* _To do_:
Edit the data from the line with "the dry tan" up to and including the line with "[671,494,675,573]": write those lines out again with "analyst" changed to "reviewer" and nothing else altered.

* _Information given_:
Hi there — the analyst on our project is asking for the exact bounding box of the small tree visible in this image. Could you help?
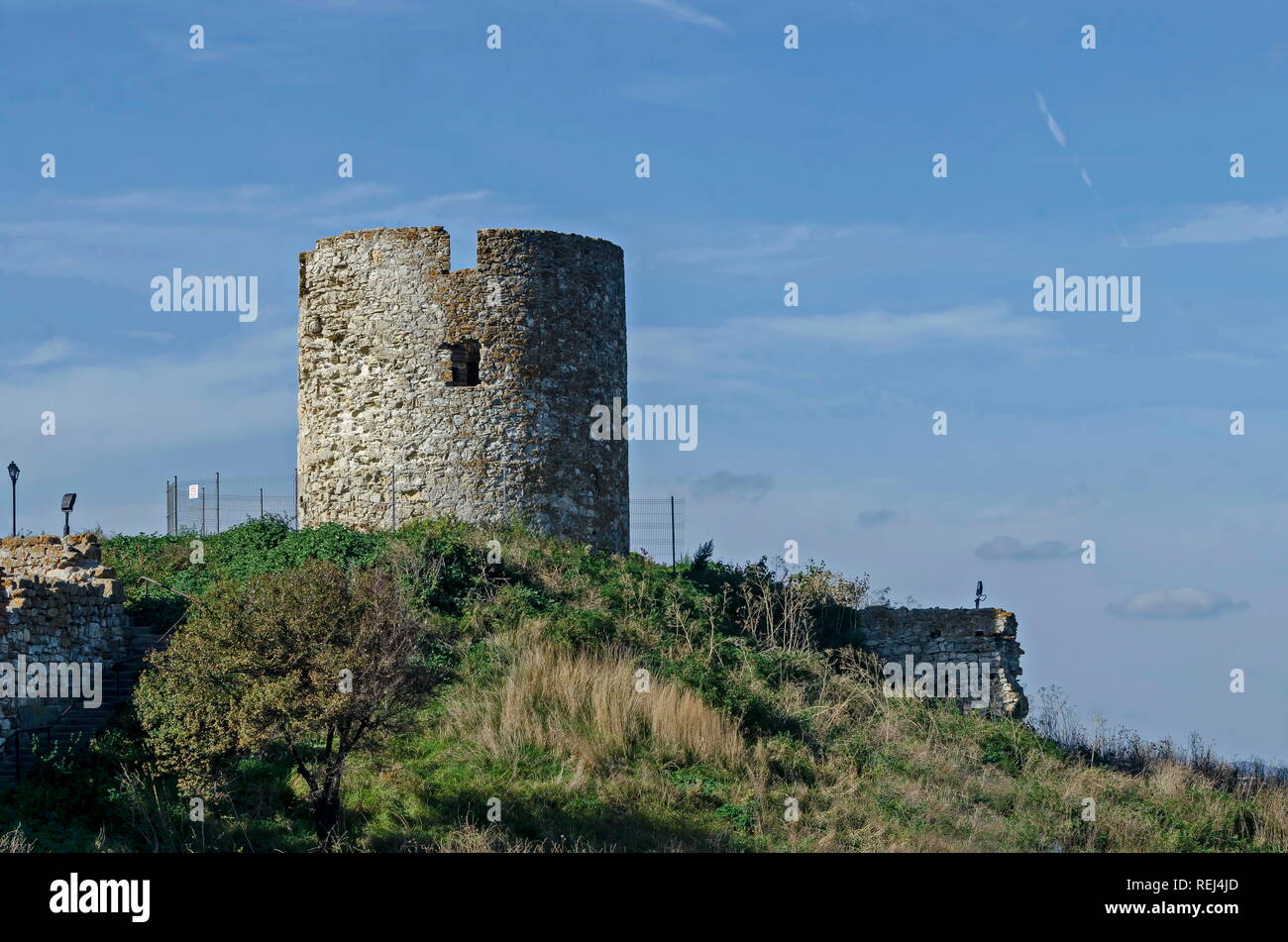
...
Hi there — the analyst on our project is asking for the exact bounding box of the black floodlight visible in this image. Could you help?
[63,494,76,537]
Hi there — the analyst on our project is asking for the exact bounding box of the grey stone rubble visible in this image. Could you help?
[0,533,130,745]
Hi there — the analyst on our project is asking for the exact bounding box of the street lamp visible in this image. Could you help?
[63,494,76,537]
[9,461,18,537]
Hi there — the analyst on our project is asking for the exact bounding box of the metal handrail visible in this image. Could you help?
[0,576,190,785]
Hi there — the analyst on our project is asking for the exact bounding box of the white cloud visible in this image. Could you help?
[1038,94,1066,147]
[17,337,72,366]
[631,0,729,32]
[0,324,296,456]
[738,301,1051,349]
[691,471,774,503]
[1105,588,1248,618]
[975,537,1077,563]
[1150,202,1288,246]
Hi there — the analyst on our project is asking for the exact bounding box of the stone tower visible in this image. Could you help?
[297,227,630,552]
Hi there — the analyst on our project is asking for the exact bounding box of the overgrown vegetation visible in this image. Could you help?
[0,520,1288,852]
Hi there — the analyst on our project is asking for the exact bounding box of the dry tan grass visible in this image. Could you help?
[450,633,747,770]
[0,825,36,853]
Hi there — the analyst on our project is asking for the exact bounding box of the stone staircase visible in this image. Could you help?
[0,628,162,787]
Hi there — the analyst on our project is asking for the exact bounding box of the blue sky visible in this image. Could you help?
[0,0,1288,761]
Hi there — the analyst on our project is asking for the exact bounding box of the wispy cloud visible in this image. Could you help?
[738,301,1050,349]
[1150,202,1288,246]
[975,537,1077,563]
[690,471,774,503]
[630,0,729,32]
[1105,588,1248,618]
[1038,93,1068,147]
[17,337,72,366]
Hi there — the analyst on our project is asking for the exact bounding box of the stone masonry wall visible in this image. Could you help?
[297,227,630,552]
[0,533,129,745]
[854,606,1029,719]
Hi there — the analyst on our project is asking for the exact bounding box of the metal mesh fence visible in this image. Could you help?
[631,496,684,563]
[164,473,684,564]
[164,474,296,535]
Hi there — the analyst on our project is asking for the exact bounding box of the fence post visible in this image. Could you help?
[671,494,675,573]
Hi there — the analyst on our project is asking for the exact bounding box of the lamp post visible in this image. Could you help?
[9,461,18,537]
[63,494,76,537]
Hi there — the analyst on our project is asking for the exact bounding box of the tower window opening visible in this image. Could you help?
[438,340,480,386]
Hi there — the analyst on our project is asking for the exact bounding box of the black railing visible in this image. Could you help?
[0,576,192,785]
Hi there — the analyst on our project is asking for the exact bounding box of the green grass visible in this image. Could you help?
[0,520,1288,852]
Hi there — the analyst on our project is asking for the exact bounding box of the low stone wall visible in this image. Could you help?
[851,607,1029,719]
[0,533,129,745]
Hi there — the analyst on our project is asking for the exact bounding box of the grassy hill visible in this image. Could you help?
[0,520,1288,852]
...
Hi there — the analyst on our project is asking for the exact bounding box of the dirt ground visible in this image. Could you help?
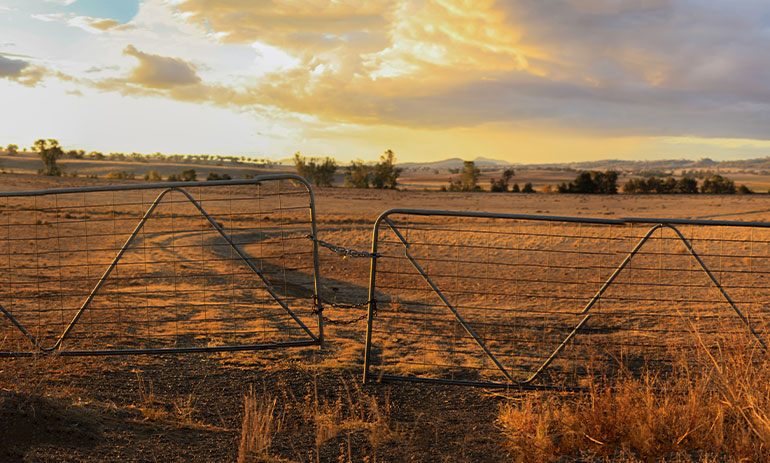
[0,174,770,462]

* _Full solution_:
Hi there — the reviewer on our project is asking for the exact bounding box of the dry tan grass visible in this image. Could you help?
[450,633,747,770]
[0,825,36,853]
Hi there — the reviewer on our project is asking for the exact bounding box of the stone staircase visible in this image. Could you help?
[0,628,162,787]
Hi there — the reviewer on our project is asking for the exact bounding box of the blue sky visible in this image. Could you help?
[0,0,1288,761]
Hi there — the reviewer on our project is asking for the exact bounding box of the wispy cloud visible in this image. Could you help?
[738,301,1050,349]
[1150,202,1288,246]
[975,537,1077,563]
[690,471,774,503]
[630,0,729,32]
[1105,588,1248,618]
[1038,93,1068,147]
[17,337,72,366]
Hi there — the reviewer on our project is asking for the exact bounding box of the stone masonry wall visible in this image. Could you help?
[297,227,630,552]
[0,533,129,745]
[854,606,1029,719]
Hi there — the reviewer on our project is asking for the exact bounding box of the metal mesh fence visible in this image. Could you help?
[631,496,684,563]
[164,473,684,564]
[164,474,296,535]
Hi there — the reviewer on our project is asking for the exact bounding box of the fence post visible in this image. Could you help?
[671,494,675,573]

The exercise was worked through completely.